Edit the items from the beginning through the line containing "point(37, 215)", changing "Target" to "Object" and leaving everything else as it is. Return only that part.

Rows from a dataset
----
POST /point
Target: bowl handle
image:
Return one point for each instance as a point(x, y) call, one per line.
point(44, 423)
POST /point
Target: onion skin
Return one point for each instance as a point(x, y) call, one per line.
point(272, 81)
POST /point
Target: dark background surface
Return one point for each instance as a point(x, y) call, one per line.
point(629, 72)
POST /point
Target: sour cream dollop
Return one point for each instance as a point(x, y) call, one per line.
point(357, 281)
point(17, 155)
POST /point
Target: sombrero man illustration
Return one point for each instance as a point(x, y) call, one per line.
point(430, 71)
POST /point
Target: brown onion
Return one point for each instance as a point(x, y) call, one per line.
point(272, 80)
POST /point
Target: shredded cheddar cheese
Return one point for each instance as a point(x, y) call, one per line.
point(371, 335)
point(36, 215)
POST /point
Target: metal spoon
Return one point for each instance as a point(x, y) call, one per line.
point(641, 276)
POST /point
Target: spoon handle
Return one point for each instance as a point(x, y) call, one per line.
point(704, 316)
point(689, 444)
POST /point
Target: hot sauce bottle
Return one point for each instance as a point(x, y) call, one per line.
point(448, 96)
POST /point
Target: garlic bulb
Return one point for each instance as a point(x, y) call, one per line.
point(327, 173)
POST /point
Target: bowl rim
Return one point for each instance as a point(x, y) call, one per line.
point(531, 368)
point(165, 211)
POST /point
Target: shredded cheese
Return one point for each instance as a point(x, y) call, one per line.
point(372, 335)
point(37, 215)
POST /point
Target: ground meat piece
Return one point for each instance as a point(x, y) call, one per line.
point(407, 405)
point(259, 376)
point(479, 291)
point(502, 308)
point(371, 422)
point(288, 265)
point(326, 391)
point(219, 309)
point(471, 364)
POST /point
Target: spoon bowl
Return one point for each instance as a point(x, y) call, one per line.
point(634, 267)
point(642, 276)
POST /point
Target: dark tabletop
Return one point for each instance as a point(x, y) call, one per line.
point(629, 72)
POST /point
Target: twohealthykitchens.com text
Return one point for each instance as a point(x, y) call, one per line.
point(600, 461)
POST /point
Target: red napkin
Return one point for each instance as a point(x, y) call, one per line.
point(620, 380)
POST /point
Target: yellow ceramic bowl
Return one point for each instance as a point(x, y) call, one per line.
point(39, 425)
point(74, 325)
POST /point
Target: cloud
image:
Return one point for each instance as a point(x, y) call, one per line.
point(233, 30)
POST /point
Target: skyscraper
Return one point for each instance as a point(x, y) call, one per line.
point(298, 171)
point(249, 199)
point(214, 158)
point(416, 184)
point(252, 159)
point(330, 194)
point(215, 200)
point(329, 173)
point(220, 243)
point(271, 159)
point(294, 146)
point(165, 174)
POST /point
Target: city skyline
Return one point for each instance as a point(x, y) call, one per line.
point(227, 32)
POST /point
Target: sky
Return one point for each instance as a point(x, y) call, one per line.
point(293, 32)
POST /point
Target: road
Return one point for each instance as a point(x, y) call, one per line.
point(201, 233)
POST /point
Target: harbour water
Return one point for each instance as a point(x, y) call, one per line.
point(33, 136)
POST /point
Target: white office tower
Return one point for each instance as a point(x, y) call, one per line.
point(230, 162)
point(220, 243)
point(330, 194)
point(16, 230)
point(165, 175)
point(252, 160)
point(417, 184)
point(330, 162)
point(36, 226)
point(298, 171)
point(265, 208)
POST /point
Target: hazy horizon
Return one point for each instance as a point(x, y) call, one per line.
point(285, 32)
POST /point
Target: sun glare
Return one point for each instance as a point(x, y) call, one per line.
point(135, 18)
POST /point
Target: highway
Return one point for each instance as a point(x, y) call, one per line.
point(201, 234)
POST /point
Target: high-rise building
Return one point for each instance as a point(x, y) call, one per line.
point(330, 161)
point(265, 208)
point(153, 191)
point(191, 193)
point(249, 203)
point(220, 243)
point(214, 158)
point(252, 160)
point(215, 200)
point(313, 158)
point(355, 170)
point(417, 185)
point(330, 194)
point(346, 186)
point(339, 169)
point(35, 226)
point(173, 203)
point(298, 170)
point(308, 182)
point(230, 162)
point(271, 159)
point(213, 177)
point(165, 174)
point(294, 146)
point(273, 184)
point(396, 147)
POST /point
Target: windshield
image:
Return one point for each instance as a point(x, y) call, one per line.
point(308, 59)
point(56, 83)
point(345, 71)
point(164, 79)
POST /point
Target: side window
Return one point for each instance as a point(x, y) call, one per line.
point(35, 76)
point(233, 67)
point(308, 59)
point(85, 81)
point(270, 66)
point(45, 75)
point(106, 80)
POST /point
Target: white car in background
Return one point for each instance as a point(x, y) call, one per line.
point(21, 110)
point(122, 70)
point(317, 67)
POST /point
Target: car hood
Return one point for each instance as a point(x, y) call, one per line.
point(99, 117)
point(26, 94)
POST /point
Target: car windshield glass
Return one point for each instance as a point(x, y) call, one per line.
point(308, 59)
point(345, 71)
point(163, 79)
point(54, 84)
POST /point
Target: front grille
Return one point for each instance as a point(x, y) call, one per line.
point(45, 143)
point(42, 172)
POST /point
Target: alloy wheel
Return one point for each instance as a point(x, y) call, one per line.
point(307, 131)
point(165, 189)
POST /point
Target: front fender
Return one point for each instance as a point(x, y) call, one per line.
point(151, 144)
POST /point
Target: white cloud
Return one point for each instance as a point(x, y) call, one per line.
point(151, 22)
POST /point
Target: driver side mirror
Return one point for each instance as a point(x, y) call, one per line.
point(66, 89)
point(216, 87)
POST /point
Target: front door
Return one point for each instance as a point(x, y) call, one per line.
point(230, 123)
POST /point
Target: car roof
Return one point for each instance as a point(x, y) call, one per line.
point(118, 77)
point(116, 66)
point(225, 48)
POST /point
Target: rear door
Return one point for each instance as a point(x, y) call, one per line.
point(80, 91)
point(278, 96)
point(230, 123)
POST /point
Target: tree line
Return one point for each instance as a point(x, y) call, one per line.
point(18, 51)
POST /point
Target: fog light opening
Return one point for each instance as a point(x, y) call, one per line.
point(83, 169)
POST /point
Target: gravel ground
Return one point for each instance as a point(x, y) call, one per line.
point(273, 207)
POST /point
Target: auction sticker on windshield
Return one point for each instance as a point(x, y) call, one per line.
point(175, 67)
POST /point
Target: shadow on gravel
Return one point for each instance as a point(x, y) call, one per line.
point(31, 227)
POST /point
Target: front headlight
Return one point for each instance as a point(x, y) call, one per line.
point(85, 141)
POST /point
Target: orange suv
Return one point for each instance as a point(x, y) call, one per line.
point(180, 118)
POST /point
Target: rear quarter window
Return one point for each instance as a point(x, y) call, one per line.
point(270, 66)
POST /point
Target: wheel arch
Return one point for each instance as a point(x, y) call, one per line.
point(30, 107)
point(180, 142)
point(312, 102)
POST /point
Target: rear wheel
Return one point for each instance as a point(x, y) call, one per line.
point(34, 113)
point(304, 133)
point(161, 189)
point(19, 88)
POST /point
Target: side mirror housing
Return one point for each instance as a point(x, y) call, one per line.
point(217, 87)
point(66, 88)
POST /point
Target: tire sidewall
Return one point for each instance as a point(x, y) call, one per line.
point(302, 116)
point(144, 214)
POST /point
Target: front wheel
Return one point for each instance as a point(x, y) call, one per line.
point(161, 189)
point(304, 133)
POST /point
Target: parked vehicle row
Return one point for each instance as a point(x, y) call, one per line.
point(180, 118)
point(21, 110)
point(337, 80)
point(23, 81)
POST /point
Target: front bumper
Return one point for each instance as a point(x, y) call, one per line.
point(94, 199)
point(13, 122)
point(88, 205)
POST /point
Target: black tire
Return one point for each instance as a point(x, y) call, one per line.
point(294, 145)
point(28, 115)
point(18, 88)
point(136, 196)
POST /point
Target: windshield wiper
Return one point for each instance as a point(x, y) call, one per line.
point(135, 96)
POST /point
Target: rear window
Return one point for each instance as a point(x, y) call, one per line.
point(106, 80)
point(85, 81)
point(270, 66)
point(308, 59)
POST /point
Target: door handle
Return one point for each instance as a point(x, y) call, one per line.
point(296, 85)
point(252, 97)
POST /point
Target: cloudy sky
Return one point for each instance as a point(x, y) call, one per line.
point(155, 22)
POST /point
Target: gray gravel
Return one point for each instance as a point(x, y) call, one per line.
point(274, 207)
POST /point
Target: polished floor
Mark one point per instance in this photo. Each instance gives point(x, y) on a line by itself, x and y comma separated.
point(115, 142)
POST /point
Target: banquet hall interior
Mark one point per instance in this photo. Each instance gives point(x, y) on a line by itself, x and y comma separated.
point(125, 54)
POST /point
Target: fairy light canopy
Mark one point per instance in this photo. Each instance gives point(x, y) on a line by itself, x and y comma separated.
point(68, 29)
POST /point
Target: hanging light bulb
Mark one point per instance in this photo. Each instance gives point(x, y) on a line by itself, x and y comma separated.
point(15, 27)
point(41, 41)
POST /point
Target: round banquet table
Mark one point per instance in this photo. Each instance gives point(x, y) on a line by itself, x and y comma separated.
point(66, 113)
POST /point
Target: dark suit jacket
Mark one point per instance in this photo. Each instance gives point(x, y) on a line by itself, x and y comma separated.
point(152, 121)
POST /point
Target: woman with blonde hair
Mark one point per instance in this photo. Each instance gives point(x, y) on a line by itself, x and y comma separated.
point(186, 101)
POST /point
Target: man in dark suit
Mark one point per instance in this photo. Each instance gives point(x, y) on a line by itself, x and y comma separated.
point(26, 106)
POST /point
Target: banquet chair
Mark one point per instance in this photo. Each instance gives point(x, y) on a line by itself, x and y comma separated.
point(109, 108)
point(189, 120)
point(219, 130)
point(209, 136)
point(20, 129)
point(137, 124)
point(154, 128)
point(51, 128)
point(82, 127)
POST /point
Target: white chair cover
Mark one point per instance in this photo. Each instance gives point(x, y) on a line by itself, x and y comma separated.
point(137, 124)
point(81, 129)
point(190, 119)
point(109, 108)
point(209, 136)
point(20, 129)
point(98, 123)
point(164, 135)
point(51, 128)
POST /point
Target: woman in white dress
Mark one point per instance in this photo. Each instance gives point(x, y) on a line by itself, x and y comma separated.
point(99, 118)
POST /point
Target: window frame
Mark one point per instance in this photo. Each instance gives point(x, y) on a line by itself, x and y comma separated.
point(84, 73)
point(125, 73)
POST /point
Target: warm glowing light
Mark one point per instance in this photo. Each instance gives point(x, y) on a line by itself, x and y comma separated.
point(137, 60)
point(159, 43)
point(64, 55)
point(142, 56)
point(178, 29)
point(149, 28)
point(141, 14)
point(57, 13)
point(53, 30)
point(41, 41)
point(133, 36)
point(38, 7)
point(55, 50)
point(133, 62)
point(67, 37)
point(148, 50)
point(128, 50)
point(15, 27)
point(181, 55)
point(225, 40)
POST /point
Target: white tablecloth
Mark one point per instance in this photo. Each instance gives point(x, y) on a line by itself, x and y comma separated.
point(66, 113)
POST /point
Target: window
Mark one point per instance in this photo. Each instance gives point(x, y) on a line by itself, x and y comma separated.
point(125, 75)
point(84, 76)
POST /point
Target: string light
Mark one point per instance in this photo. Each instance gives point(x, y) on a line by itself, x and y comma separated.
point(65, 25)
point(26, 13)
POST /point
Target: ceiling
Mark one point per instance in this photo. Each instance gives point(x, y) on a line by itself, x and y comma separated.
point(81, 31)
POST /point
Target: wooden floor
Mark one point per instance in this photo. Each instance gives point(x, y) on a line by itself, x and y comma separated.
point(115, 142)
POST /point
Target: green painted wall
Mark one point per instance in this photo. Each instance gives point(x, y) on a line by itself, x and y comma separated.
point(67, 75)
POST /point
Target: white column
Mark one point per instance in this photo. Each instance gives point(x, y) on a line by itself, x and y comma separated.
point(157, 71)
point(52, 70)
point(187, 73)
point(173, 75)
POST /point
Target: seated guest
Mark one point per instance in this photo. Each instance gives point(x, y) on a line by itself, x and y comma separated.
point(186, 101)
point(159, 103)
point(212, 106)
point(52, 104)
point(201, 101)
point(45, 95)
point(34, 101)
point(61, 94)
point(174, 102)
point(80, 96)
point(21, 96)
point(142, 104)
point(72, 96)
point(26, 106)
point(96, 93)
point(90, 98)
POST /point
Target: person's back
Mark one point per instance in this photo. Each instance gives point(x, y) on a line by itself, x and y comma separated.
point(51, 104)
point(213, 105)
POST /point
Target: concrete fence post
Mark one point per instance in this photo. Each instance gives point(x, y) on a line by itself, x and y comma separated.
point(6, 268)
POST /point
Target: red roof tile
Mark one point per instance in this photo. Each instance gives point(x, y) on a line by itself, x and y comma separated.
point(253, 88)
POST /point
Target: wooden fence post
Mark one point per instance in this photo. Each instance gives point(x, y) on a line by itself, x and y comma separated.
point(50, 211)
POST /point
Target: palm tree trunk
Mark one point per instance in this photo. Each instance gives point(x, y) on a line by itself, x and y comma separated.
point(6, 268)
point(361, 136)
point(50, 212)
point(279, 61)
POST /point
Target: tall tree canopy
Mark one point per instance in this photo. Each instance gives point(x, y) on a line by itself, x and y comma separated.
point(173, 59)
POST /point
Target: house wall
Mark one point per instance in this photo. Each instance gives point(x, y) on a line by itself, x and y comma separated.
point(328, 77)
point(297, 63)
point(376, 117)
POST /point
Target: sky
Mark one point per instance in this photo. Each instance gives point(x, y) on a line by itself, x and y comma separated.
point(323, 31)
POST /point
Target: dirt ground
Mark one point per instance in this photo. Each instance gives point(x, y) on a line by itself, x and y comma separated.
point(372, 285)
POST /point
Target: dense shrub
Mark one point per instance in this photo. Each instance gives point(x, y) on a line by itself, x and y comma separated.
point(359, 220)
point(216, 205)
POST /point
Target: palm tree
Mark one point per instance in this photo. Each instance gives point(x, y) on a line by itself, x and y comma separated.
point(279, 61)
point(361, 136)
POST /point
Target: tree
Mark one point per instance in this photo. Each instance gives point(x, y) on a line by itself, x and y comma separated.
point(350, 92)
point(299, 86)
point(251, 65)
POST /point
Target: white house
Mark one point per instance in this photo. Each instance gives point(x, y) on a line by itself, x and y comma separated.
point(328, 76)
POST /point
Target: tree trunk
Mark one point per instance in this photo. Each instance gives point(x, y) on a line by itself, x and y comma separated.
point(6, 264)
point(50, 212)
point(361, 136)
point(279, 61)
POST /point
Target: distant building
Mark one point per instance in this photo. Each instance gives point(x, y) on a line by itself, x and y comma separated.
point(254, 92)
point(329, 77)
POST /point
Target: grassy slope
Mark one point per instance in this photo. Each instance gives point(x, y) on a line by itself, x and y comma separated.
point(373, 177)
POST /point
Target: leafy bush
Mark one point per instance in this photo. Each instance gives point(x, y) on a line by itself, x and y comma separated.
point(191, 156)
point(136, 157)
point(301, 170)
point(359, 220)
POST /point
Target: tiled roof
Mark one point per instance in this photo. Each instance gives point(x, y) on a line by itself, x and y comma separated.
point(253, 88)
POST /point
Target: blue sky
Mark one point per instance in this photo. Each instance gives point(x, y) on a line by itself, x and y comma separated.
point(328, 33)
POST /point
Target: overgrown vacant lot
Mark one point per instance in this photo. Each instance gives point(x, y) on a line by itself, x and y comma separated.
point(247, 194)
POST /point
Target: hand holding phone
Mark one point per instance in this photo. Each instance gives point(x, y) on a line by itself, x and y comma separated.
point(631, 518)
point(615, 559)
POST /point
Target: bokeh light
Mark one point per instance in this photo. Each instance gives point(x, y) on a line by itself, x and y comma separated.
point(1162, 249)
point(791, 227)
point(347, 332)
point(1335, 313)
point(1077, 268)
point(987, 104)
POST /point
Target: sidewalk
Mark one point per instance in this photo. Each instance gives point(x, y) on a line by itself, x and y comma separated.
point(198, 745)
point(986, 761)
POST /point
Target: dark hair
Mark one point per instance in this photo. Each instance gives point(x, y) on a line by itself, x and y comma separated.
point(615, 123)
----
- Exercise result -
POST /point
Object: bowl handle
image:
Return one point for each instance as a point(x, y) call, one per line.
point(44, 423)
POST /point
Object: onion skin
Return one point for each instance as a point(x, y) call, one per line.
point(272, 81)
POST /point
Object: dark background surface
Return one point for each instance as a point(x, y) call, one per line.
point(629, 72)
POST /point
Object: sour cream dollop
Return one point for each instance as a point(x, y) call, one per line.
point(357, 281)
point(17, 155)
POST /point
Object: sombrero man illustration
Return one point for each instance as a point(x, y) call, one per line.
point(430, 71)
POST /point
Object: brown onion
Return one point for each instance as a point(x, y) call, one per line.
point(272, 80)
POST /point
Object: shredded cheddar cheese
Return one point for each instance as a point(x, y) call, one per line.
point(371, 335)
point(36, 215)
POST /point
Object: metal spoon
Return one point for each instance as a point(x, y) call, one per line.
point(641, 276)
POST /point
Object: spoon handle
Return one point for each instance as a point(x, y) call, one per line.
point(704, 316)
point(689, 444)
POST /point
Object: hot sauce bottle
Return one point for each instance as a point(x, y) call, one per line.
point(448, 96)
POST /point
Object: garlic bulb
Return one point for each instance as a point(x, y) call, one per line.
point(327, 173)
POST /point
Object: bowl rim
Return one point for each instance as a point(x, y) call, one per line.
point(531, 368)
point(165, 211)
POST /point
Object: shredded cheese
Return one point for each instance as a point(x, y) call, one per line.
point(372, 335)
point(37, 215)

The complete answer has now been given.